No, The only way to lose virginity is through sexual intercourse. Inserting a tampon cannot be counted as a sexual experience.
5. Can I flush it down the toilet?
An absolute 100% NO. It will choke the toilet. Organic cotton tampons also known as biodegradable tampons are made of 100% cotton. Once thrown in water, tampons tend to balloon up and become twice their size. Now imagine the possibilities if you try to flush it down the toilet. Therefore, always remember to dispose off a used tampon in a tissue or a toilet roll, next to your toilet seat.
6. Can I go swimming with a tampon on?
Yes, without any hassle. It will comfortably stay lodged inside your vagina and don’t worry, water won’t enter through your vulva into your vaginal walls and drown the tampon in it. Neither will your blood leak through it into the water. A safe option is to wear a fresh tampon before jumping into the water. That way you know, it won’t be getting close to full and may leak.
7. Are tampons environmentally sustainable?
Biodegradable tampons that are made with 100% organic cotton are sustainable. Tampons that have a thin plastic sheet (similar to the one on a sanitary pad) are non biodegradable. Also, the ones that come with a plastic applicator for easy insertion, generate too much garbage, adding to the landfills. Therefore only invest in a biodegradable tampon, if you are looking for a sustainable option.
8. Do tampons need any external lubrication?
Your period blood is the best and safest lubrication required to insert a tampon.
9. What if the thread breaks and the tampon gets stuck inside?
Tampon strings normally don’t break away from its body. If at all this happens with you, do not panic. Just relax your pelvis and try pushing out the tampon or insert your index finger and thumb and pull out the stuck tampon. It won’t get lost inside your vagina.
10. Do tampons come in different fragrances like sanitary pads?
They do not. Thankfully! And never invest in one either. Such products are loaded with chemicals, to make your vagina smell like a garden of eden. The truth is, a vagina should smell like a vagina, and nothing else.
11. My tampon leaked as soon as I wore it. Why?
The base of the tampon acts as a plug. Stretch it out slightly with the help of the string in. It should resemble a half opened umbrella. Once you insert it vaginally, your chances of leakage will go down considerably.
12. They make an excellent candidate for a First Aid Kit
Say what? That’s right. Think of a nose bleed situation, deep cut or a wound. Tampon to the rescue! Unwrap and gently insert it in the nose, or place it on an injury that is bleeding excessively. It will quickly soak the excessive blood and minimize blood loss.

——

= Questions to answer =
A - Please list every numbered heading in the tampon FAQ, with its number.
B - Do these statements agree with the tampon FAQ? Answer yes or no for each, and quote the words that settle it.
(i) Tampons are sold in different fragrances, like sanitary pads.
(ii) Period blood is described as the best and safest lubrication for inserting a tampon.
(iii) Tampons shrink when they are put in water.
C - Extend the tampon FAQ from its final sentence.
The listing has no role in this work.

= Data extracts =
——

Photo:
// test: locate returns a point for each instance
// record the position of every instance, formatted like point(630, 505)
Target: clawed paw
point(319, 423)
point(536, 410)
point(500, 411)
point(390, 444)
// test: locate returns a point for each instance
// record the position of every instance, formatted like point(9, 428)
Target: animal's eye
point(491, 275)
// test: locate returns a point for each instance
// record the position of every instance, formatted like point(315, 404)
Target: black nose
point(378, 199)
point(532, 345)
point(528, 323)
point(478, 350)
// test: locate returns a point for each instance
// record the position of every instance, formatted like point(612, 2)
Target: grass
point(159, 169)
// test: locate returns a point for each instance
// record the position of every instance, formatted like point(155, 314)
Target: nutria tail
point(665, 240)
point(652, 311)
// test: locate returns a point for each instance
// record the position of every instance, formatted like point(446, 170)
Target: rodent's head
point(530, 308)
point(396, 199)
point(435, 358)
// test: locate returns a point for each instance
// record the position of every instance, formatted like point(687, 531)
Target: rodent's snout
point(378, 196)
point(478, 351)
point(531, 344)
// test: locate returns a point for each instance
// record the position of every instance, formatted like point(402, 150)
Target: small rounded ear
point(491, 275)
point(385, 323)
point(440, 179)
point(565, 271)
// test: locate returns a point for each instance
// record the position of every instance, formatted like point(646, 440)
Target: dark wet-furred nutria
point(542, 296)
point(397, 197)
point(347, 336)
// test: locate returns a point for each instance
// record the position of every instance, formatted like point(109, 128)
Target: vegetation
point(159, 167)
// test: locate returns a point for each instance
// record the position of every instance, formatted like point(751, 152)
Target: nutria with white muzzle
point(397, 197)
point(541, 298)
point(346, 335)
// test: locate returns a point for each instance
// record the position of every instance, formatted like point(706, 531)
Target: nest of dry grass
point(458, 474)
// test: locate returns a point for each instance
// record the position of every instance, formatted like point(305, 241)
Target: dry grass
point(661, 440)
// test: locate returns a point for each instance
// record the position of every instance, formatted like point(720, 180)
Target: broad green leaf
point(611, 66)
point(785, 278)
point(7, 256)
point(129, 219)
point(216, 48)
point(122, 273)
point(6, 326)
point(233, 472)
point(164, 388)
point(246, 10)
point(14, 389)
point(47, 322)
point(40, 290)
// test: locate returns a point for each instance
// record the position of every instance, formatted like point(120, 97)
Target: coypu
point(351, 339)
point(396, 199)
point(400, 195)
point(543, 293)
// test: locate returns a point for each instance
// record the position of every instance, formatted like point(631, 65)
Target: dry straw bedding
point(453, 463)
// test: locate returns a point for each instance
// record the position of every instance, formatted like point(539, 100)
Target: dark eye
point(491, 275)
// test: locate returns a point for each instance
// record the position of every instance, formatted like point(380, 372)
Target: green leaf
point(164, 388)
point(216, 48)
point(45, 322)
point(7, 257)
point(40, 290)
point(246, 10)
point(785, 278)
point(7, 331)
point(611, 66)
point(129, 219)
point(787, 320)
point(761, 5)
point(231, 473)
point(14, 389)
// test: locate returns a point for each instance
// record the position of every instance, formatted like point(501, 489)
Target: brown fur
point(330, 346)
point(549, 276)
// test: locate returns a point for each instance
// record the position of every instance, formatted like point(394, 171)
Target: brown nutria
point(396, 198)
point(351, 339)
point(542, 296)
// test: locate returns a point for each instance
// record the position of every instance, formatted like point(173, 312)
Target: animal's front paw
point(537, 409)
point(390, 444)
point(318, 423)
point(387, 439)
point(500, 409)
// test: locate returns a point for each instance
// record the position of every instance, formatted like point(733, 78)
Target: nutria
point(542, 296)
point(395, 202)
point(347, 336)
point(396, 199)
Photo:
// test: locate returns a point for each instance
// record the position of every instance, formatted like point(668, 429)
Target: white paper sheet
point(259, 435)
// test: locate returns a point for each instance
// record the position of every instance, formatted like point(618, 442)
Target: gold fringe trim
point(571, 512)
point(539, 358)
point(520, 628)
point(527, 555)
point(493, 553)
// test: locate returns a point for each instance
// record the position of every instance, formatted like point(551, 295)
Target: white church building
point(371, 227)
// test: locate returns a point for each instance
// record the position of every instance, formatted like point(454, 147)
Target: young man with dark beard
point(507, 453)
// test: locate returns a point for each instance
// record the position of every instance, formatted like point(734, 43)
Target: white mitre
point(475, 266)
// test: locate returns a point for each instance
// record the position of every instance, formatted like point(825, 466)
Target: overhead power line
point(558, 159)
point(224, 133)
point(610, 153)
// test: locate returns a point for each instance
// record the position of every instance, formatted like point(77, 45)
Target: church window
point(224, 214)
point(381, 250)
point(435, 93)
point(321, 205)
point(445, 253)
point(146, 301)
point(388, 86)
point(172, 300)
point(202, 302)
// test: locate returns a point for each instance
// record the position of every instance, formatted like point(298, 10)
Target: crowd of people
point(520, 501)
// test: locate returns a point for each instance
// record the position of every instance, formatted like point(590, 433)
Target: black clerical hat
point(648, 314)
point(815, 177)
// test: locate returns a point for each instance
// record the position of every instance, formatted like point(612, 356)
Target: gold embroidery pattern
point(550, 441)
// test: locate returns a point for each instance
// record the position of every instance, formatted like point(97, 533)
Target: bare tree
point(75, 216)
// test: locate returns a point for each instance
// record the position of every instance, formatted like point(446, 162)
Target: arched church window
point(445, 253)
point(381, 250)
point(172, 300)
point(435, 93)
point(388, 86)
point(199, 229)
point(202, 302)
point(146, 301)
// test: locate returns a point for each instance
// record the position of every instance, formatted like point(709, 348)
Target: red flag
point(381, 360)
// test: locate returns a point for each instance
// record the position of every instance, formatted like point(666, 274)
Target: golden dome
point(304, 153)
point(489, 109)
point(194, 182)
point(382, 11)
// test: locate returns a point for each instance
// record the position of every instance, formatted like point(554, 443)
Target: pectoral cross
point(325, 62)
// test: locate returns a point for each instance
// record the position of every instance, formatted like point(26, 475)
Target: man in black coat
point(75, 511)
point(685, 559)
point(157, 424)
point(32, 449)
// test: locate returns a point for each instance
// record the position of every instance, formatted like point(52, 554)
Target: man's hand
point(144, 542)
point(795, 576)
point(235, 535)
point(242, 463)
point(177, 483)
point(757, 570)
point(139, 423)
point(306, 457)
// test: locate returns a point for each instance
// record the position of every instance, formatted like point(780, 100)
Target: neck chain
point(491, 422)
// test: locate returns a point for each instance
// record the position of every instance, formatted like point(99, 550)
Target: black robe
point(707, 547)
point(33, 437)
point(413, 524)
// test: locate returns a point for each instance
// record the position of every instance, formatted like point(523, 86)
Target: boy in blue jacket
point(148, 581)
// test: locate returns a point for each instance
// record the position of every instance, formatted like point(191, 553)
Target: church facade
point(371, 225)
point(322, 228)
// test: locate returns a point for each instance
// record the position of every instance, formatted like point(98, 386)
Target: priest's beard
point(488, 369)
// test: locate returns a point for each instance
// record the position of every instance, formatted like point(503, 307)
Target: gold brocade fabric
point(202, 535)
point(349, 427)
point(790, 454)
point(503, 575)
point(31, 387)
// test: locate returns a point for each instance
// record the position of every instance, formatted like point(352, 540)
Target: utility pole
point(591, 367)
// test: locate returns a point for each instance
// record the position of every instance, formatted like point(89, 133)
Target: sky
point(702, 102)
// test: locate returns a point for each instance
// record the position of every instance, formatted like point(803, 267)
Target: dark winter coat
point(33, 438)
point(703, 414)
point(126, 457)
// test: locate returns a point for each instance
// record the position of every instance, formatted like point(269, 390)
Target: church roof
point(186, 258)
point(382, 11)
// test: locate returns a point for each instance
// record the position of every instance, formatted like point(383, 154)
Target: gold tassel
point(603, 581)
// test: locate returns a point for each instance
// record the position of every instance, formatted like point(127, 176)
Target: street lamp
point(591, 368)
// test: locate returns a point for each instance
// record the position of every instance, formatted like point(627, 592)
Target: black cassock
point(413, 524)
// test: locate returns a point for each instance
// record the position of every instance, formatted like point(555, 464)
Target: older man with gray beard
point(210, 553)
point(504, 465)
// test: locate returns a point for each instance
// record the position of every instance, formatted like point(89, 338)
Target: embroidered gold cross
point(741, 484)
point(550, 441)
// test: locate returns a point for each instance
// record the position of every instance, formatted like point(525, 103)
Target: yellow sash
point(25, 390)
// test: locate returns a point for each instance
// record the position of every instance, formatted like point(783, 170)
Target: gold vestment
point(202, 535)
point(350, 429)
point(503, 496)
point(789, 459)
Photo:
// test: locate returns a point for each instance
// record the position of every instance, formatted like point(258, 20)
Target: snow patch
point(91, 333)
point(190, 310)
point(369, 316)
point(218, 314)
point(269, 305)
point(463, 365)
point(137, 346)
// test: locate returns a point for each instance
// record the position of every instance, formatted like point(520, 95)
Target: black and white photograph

——

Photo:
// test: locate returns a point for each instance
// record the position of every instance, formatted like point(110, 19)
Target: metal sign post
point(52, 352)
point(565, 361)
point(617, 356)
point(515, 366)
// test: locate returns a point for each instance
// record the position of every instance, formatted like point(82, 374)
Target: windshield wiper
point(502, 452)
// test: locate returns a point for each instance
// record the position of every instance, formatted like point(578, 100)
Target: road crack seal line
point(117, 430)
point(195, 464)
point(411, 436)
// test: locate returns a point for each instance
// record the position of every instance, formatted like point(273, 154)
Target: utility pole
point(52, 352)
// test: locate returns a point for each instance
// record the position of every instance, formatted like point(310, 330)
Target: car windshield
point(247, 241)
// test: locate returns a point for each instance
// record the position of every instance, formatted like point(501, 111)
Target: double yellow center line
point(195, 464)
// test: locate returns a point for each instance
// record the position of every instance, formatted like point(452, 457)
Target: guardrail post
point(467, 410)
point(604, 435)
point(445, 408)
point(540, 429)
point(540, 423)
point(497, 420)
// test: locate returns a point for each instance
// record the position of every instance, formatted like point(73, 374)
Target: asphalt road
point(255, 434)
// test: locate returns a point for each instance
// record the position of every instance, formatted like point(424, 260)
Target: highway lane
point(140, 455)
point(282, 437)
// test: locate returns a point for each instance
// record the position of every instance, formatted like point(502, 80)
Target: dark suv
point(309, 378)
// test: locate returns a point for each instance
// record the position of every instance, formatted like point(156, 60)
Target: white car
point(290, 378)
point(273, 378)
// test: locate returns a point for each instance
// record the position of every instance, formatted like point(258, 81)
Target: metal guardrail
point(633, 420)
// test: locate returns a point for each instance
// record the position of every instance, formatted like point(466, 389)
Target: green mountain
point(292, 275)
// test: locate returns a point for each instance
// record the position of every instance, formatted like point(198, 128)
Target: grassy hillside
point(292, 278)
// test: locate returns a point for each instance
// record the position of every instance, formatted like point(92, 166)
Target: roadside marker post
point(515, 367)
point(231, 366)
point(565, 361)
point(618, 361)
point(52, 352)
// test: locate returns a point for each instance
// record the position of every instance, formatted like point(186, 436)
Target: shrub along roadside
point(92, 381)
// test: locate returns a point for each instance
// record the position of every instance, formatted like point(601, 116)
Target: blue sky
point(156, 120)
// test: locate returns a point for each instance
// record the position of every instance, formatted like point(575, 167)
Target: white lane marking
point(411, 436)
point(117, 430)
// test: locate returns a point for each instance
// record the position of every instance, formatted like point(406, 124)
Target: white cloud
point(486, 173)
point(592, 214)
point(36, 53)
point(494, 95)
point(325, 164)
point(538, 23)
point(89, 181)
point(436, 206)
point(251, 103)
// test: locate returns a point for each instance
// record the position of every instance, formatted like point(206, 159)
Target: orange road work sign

——

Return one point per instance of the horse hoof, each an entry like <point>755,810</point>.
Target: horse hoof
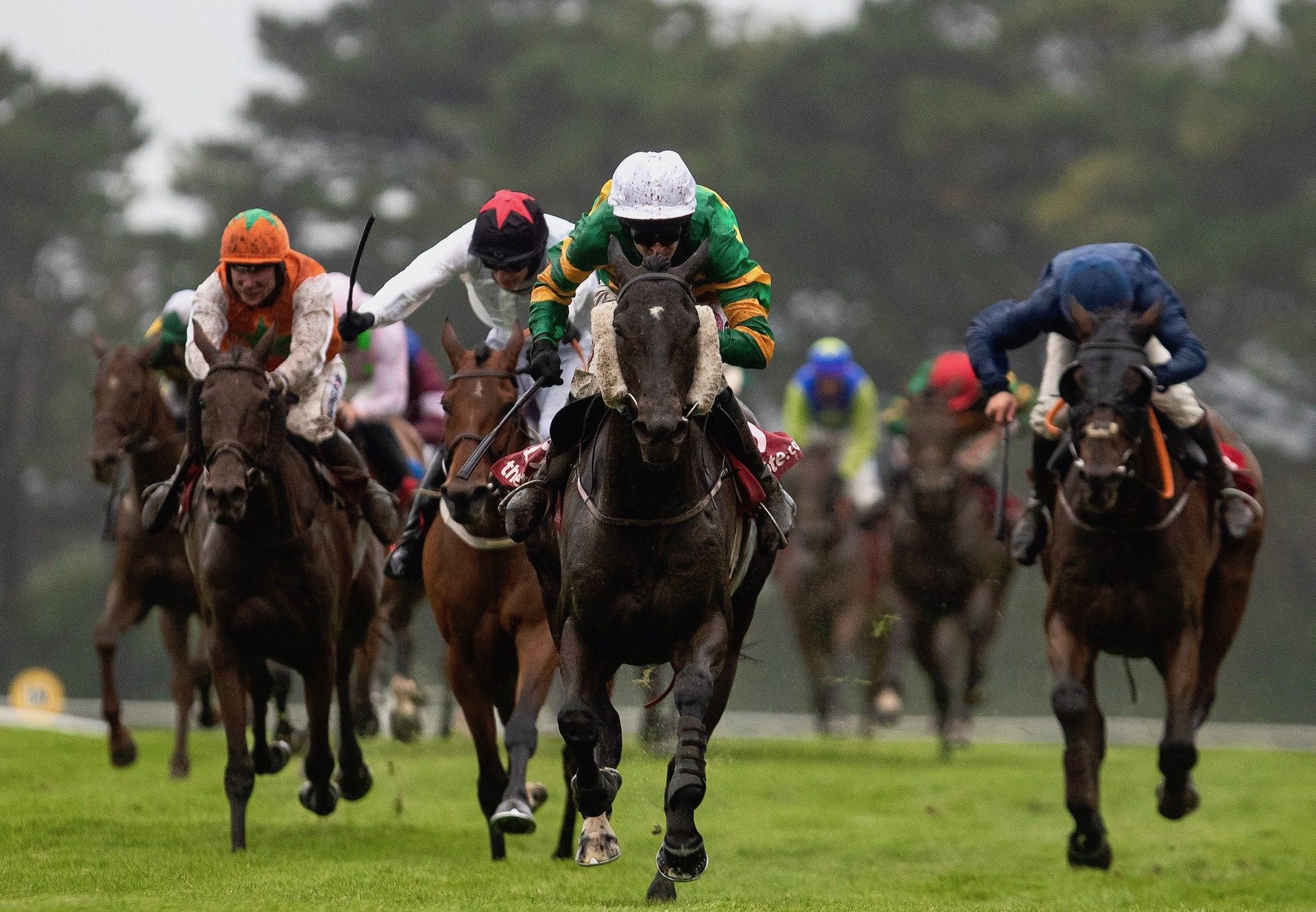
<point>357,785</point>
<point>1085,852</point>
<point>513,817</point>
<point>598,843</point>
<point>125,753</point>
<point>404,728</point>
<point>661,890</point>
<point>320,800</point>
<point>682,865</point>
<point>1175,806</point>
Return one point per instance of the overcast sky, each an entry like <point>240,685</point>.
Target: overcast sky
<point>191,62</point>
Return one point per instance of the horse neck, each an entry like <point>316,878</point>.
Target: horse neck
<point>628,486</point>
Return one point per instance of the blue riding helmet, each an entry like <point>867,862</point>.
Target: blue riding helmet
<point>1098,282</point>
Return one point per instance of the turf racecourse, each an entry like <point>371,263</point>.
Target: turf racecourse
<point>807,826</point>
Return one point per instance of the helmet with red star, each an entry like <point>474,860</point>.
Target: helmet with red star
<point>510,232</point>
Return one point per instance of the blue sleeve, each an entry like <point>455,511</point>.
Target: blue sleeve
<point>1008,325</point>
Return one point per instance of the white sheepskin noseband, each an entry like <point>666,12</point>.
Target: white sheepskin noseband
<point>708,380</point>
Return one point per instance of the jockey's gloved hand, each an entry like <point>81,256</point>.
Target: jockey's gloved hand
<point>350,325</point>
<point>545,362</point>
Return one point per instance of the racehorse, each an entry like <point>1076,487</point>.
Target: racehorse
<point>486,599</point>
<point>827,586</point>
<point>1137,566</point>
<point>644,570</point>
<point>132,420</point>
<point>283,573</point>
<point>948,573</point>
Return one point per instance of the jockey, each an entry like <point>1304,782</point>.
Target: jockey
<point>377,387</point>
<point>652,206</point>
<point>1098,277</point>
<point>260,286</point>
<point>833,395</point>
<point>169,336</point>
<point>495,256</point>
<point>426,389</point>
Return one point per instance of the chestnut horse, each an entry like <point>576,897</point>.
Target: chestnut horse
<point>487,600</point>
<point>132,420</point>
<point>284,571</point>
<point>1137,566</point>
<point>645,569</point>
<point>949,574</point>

——

= Exercise results =
A -
5. Can I flush it down the toilet?
6. Can I go swimming with a tampon on?
7. Are tampons environmentally sustainable?
8. Do tampons need any external lubrication?
9. What if the thread breaks and the tampon gets stuck inside?
10. Do tampons come in different fragrances like sanitary pads?
11. My tampon leaked as soon as I wore it. Why?
12. They make an excellent candidate for a First Aid Kit

B -
(i) No: "They do not."
(ii) Yes: "Your period blood is the best and safest lubrication required to insert a tampon."
(iii) No: "Once thrown in water, tampons tend to balloon up and become twice their size."

C -
13. Do not expect them to arouse you
Funny, right? Some people confuse it with an “arousal device.” Umm.. no! Sorry to disappoint you, it won’t get you anywhere or even close to it. A tampon will definitely leave you feeling dry, if not high, you know what I mean.
14. I cannot pee with a tampon inside me
As per a woman’s anatomy, you pee from your urethra and insert the tampon in your vagina. Both the openings are different. Therefore, you should be able to pee freely. About the string, hold it and put it on one side so that it doesn’t get soaked by urine. You don’t want to move around with a soggy thread in your underwear, not only is it unhygienic, it’s just gross! Once done, clean up and let the string hang. You’re good to go.
15. I tried but it doesn’t go beyond half
Firstly, make sure you’re on your period when trying to insert, because the period blood acts as a natural lubricant. Secondly, most of us assume that it has to be inserted right into the vagina, which is not accurate. Try slanting it upwards, almost towards your back.
Lastly, the right position and posture while inserting a tampon is very important. Some people prefer to raise one leg and place it on a shut toilet seat, while others prefer the squat position. Make sure your vaginal muscles are relaxed. Practice a deep inhale and long exhale to loosen any contracted muscles in your vaginal or abdominal area.
The list of myths and doubts surrounding a tampon is endless. No wonder why it hasn’t been an easily acceptable period product for the masses. This article was intended to provide some insight into clarifying and demystifying some of the tampon myths and add some interesting facts about a tampon. Hope it helps!